**Source extract**.
____________

Both our picks are pure textile plays and boast sector-leading profit margins due to leading positions in their respective markets. GATM has a 10% share of home textile exports and is a household brand name in Pakistan. ILP is one of the largest producers of socks in the world and has recently expanded into denim.

Right time to be invested in Pakistan Textiles

Diverging from the past, Pakistan’s textile exports are set to enter a near double-digit growth trajectory, in our view. They have already staged a V-shaped recovery in the months following global lockdowns amid the coronavirus pandemic. Textile exports in July 2020 reached an all-time high of US$1.2bn. This was possible because (i) Pakistan has the right mix of textile exports – more home textiles than garments – while more people in the West are working from home, (ii) the government has resolved longstanding impediments to the sector’s competitiveness (notably an overvalued currency and energy cost disadvantages), and (iii) the US-China tensions are gradually rerouting orders out of China to Pakistan (meaning new customers). Before the pandemic, Pakistan’s textile exports comprised only c.2% of overall global textile exports, compared to c.4% for India, and c.7% for Bangladesh. Its total exports-to-GDP ratio has shrunk from 17% in FY03 to 9% in FY20 (c.60% textiles). After the pandemic, we think the trend is set to turn around.

____________

**Records shown**.

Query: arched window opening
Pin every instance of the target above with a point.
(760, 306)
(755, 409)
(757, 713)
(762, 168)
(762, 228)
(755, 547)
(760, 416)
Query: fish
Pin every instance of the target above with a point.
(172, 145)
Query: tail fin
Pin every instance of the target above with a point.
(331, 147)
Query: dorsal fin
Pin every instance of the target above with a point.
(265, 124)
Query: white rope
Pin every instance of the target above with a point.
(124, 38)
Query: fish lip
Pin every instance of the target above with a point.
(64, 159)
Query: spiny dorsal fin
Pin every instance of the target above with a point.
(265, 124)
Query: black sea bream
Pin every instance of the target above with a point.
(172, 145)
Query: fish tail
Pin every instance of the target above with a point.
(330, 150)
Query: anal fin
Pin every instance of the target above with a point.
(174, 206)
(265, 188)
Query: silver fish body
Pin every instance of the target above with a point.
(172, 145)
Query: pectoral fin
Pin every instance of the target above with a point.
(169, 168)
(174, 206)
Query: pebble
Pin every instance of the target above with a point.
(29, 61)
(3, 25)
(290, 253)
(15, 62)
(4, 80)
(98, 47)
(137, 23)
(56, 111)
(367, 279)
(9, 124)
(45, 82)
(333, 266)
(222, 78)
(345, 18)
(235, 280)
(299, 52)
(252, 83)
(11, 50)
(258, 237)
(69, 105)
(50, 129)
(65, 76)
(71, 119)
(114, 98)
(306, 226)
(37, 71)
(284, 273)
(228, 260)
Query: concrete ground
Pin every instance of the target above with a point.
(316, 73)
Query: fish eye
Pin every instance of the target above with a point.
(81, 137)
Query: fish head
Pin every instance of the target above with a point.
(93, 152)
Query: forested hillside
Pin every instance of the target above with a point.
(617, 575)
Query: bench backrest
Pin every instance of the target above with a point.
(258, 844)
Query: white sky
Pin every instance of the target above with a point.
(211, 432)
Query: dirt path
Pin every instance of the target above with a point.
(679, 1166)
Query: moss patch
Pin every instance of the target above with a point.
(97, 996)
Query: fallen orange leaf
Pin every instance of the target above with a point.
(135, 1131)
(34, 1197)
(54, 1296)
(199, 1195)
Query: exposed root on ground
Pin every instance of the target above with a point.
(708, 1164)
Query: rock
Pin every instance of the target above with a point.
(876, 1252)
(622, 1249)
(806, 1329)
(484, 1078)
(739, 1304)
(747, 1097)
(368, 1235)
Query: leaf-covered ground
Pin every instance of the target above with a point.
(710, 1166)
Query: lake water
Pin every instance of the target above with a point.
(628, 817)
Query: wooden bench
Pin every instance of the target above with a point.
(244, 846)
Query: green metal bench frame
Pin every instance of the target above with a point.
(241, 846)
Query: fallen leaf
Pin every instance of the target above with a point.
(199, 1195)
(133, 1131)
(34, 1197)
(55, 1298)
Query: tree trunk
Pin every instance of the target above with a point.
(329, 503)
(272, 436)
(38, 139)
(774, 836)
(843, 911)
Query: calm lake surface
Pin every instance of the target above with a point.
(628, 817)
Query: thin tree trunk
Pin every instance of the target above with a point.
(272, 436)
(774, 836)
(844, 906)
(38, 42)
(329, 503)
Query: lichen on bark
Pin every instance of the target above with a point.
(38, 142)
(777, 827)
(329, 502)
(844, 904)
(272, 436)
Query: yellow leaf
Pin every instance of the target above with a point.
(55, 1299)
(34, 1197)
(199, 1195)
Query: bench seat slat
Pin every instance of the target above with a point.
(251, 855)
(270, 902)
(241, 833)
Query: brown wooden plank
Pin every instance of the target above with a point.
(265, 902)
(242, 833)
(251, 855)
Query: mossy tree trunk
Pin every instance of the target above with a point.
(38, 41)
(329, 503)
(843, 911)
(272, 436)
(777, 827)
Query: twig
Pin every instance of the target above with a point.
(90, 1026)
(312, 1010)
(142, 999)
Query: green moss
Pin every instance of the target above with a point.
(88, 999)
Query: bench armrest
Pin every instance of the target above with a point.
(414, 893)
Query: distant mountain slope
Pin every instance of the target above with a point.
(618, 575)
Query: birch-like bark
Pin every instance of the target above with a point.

____________

**Questions**.
1: According to the Pakistan textiles excerpt, what did Pakistan's textile exports reach in July 2020?
2: List every reason the Pakistan textiles excerpt gives for why the July 2020 export level was possible.
3: Retype the passage of the Pakistan textiles excerpt starting at "Both our picks" and ending at "expanded into denim.".
The lines after the Pakistan textiles excerpt come from a separate source.

**Results for each task**.
1: They reached an all-time high of US$1.2bn.

2:
- Pakistan has the right mix of textile exports, with more home textiles than garments, while more people in the West are working from home.
- The government has resolved longstanding impediments to the sector's competitiveness, notably an overvalued currency and energy cost disadvantages.
- The US-China tensions are gradually rerouting orders out of China to Pakistan, meaning new customers.

3:
Both our picks are pure textile plays and boast sector-leading profit margins due to leading positions in their respective markets. GATM has a 10% share of home textile exports and is a household brand name in Pakistan. ILP is one of the largest producers of socks in the world and has recently expanded into denim.